TEXT PASSAGE:
————————
Diabetic foot ulcer

Diabetic foot ulcer
Diabetes is a disease in which patients have high level of sugar in blood. a disease in which the body’s ability to produce or respond to the hormone insulin is impaired, resulting in abnormal metabolism of carbohydrates and elevated levels of glucose in the blood.
The common type of diabetes includes:
- Type I diabetes: It appears when the body is not able anymore to produce the right quantity of insulin. The insulin is the hormone that reduces the level of glucose in the blood, so the patient has to use the artificial insulin.
- Type 2 diabetes: It alters the use of insulin in the body. It means that cells are not responsive to insulin action. It is often linked with obesity.
- Gestational diabetes: it occurs in women during pregnancy when the body can be less sensitive to insulin.
Long-term complications of diabetes can be retinopathy, kidney disease (nephropathy), neuropathy and macrovascular problems.
————————
EXERCISE 1:
Translate this sentence from the diabetes passage into Spanish: "Long-term complications of diabetes can be retinopathy, kidney disease (nephropathy), neuropathy and macrovascular problems."
EXERCISE 2:
Edit the part of the diabetes passage that opens with the words "The common type" and closes with "the artificial insulin.", writing it out with "artificial" changed to "synthetic".
EXERCISE 3:
Pick up the diabetes passage after its final sentence and keep writing it.
These items have no connection to the diabetes passage.

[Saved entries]
————————
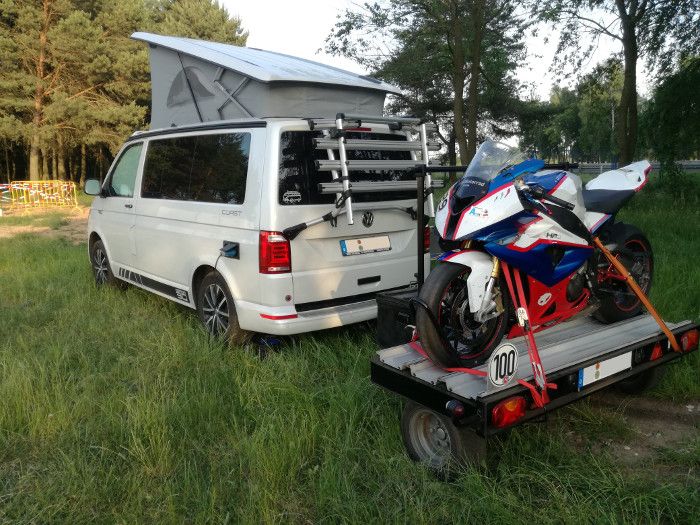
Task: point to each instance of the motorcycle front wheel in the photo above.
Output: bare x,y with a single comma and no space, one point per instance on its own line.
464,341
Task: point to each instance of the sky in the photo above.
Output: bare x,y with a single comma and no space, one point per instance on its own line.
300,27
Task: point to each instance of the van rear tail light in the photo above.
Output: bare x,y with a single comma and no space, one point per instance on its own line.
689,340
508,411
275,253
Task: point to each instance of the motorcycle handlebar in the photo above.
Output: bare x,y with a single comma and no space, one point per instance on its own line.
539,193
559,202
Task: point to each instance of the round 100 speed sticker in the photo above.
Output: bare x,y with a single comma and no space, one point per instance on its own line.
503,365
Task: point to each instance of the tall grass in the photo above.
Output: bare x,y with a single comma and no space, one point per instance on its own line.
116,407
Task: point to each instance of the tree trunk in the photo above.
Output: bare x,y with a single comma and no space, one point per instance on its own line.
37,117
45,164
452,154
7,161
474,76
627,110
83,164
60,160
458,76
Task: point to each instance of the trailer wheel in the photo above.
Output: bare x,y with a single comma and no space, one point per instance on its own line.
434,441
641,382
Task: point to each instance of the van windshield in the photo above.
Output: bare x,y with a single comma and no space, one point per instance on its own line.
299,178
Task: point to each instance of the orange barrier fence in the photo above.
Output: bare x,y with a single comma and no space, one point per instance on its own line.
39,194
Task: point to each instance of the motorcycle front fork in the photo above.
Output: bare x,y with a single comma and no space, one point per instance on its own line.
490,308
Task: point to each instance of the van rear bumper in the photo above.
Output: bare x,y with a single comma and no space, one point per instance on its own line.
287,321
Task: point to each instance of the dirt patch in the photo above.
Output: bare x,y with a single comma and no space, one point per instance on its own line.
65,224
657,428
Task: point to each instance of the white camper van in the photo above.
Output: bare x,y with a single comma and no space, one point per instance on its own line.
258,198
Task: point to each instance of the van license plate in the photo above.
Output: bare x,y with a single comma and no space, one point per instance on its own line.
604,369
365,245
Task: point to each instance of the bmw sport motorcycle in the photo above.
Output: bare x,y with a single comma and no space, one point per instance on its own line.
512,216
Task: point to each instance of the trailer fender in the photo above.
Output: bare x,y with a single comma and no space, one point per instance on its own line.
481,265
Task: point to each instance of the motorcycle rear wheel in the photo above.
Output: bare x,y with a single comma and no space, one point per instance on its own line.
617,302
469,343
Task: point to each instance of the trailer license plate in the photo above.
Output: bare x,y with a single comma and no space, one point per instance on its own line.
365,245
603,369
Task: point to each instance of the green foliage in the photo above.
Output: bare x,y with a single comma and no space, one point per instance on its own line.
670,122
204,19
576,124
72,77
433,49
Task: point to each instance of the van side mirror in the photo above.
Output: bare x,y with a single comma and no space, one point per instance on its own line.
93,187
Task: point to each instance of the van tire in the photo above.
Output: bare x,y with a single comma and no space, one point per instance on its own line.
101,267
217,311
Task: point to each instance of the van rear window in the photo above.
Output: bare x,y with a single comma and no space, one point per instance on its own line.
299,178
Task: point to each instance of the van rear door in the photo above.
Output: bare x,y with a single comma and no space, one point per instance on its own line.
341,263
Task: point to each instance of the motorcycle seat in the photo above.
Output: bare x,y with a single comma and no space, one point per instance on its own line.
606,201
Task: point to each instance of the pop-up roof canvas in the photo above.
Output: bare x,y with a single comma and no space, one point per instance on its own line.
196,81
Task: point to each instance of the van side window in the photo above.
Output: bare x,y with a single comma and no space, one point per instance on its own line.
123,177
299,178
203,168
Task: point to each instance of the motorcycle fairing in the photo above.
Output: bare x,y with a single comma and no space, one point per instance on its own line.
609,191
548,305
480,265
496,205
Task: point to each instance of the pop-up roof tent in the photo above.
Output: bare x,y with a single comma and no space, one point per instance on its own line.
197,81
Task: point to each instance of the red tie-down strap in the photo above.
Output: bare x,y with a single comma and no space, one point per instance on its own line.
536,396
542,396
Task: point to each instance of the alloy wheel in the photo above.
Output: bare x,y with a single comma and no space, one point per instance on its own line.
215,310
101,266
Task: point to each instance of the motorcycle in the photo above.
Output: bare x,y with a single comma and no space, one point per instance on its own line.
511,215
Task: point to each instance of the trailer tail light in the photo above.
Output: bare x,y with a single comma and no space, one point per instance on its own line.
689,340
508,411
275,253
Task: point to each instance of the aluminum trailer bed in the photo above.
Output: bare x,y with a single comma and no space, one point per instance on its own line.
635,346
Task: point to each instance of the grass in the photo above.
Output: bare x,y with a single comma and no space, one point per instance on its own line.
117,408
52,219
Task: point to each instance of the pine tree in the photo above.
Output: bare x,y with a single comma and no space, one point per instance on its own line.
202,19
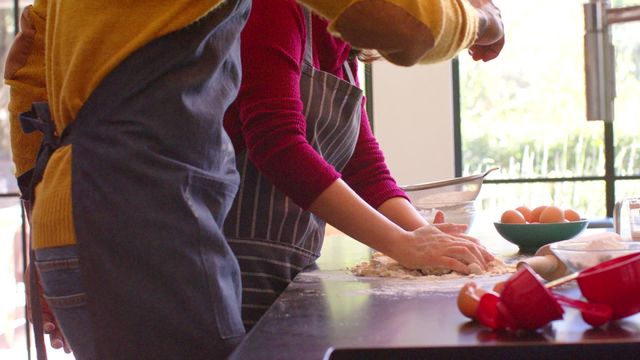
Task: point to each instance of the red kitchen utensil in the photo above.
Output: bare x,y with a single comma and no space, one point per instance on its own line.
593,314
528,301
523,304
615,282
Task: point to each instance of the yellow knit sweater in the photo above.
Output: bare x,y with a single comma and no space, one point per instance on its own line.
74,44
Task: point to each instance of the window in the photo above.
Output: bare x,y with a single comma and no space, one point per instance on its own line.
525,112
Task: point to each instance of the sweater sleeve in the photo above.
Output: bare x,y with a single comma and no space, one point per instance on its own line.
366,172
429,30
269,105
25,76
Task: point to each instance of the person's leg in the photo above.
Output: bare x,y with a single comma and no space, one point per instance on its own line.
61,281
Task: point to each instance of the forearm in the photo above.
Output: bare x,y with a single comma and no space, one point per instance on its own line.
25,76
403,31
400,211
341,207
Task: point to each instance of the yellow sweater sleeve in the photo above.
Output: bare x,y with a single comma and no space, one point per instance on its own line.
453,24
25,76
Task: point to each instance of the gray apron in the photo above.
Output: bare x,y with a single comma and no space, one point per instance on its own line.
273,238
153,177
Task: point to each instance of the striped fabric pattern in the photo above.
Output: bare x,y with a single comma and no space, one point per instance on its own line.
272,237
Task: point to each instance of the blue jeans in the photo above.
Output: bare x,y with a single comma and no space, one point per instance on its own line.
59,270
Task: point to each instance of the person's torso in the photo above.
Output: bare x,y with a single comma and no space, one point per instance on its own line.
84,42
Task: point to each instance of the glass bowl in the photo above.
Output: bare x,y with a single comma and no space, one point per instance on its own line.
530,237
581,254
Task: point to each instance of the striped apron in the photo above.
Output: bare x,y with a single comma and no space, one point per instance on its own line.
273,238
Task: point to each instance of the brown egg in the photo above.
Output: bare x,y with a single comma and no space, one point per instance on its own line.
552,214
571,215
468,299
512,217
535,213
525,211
————————
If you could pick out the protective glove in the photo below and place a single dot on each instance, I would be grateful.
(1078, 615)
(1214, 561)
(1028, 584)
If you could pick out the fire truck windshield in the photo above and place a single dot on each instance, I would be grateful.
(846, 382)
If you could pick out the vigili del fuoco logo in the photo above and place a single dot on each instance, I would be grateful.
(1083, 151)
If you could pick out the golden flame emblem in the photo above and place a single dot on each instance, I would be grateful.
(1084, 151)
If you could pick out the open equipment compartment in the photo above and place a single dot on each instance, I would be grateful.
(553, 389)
————————
WRITTEN RESPONSE 1:
Las complicaciones a largo plazo de la diabetes pueden ser la retinopatía, la enfermedad renal (nefropatía), la neuropatía y los problemas macrovasculares.

WRITTEN RESPONSE 2:
The common type of diabetes includes:
- Type I diabetes: It appears when the body is not able anymore to produce the right quantity of insulin. The insulin is the hormone that reduces the level of glucose in the blood, so the patient has to use the synthetic insulin.

WRITTEN RESPONSE 3:
Diabetic foot is one of the most important complications of diabetes mellitus. Diabetic patient may have peripheral neuropathy (sensory and motor). With the loss of sensation in the foot and in the leg, the patient doesn’t feel pain and if he has a cut, ulcer, trauma or a wound, it can go completely unrecognized for days. The motor neuropathy causes foot deformities, having inappropriate weight redistribution on the plantar area. With the diabetic angiopathy the patient has poor circulation due to calcification of the arteries (macroangiopathy) and the thickening of the small capillary basement membranes (microangiopathy). The neuropathy and angiopathy can determinate diabetes foot ulcers. Moreover, the high level of glucose in blood modifies the normal steps of the wound healing, prolonging and increasing the inflammation period of the diabetic wounds and ulcers. It reduces the availability of nutrient and oxygen of the cells. It alters the normal function of the immune-system that is involved in the wound healing process. All these factors increase the risk to have infected wounds with a delayed wound healing process. If the diabetic ulcer is not treated properly, the infection can spread to deepest tissue, involving muscle and bone (osteomyelitis) and causing gangrene that is the most commune reason of amputation. The worst clinical cases need hospitalization to have intensive care treatment due to sepsis
For the management of the diabetic patient a multidisciplinary assessment is required, involving surgeon, diabetes specialist, specialized nurse, vascular surgeon, podiatrist and so on. Patients have to check their feet daily, detecting new small lesions that must be treated immediately.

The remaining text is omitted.